▶ Texto fornecido:
----------
Em Navios Iluminados,
porém, é a própria atividade portuária que define a atuação dos personagens, que trabalham como estivadores, taifeiros, operadores de guindastes,
foguistas das dragas que limpam o canal do porto e exercem atividades braçais nas oficinas da Companhia Docas de Santos (CDS).
Mais que a exclusividade de funções portuárias exercidas pelos
personagens do romance, o próprio Macuco – mais que os outros bairros, à margem do porto – é mostrado pelo autor com ligações mais fortes com o
porto do que com o restante da cidade, da qual aparece isolado. O protagonista e todos os personagens vivem em torno do prédio da Inspetoria da CDS.
A passagem do livro, logo na terceira página da narrativa (p. 19), em que a sirene da companhia acorda os 5 mil habitantes do bairro é bem
representativa desse poder de atração do porto amplificado pela presença de sua autoridade administrativa:
Amanhecia devagarinho. O dia, entrando pelas frestas das paredes de madeira,
desenrolava no quarto serpentinas de luz. Da rua, vinham os ruídos de todas as manhãs, muito seus conhecidos: o bonde que passava, trepidante, na
outra rua, a Senador Dantas; a buzina do automóvel do leite desnatado; as carrocinhas de pão.
De repente, as cinco sirenes das docas bradaram nos ares, levantando o Macuco em
peso, o grande bairro onde se alojava a maioria dos seus cinco mil operários. (NI, 13)
Essa configuração da comunidade em torno do cais foi descrita por
Fernando Teixeira da Silva:
O trabalho ocasional estreitava, portanto, a proximidade entre moradia
e fontes de emprego, fazendo com que os trabalhadores do cais fossem vizinhos e habitassem nas localidades contíguas ao cais, como os bairros
Macuco, Vila Matias, Paquetá e a região central da cidade. Como em outras cidades portuárias, havia em Santos a presença de uma forte endogomia no
interior dos bairros ou mesmo de ruas, dando origem a estreitas "comunidades familiares", caracterizadas por sólidas redes de comunicação.
----------
▶ Linhas fornecidas:
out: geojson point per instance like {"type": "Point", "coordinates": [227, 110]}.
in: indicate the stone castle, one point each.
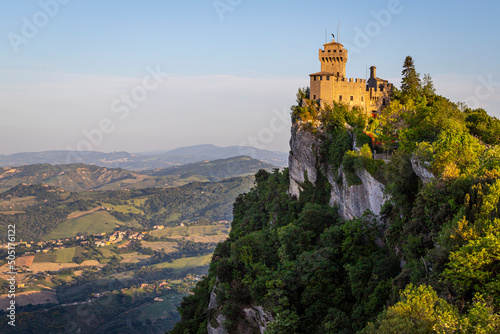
{"type": "Point", "coordinates": [331, 83]}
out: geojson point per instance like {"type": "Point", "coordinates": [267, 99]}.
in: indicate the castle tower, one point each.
{"type": "Point", "coordinates": [333, 58]}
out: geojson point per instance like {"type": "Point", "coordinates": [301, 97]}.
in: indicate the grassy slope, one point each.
{"type": "Point", "coordinates": [97, 222]}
----------
▶ Tarefa a cumprir:
Como fica o trecho do texto sobre Navios Iluminados que começa em "Essa configuração da" e segue até "redes de comunicação." se "cais" for substituído por "porto"? Reescreva-o com essa troca.

▶ Resultado do exercício:
Essa configuração da comunidade em torno do porto foi descrita por
Fernando Teixeira da Silva:
O trabalho ocasional estreitava, portanto, a proximidade entre moradia
e fontes de emprego, fazendo com que os trabalhadores do porto fossem vizinhos e habitassem nas localidades contíguas ao porto, como os bairros
Macuco, Vila Matias, Paquetá e a região central da cidade. Como em outras cidades portuárias, havia em Santos a presença de uma forte endogomia no
interior dos bairros ou mesmo de ruas, dando origem a estreitas "comunidades familiares", caracterizadas por sólidas redes de comunicação.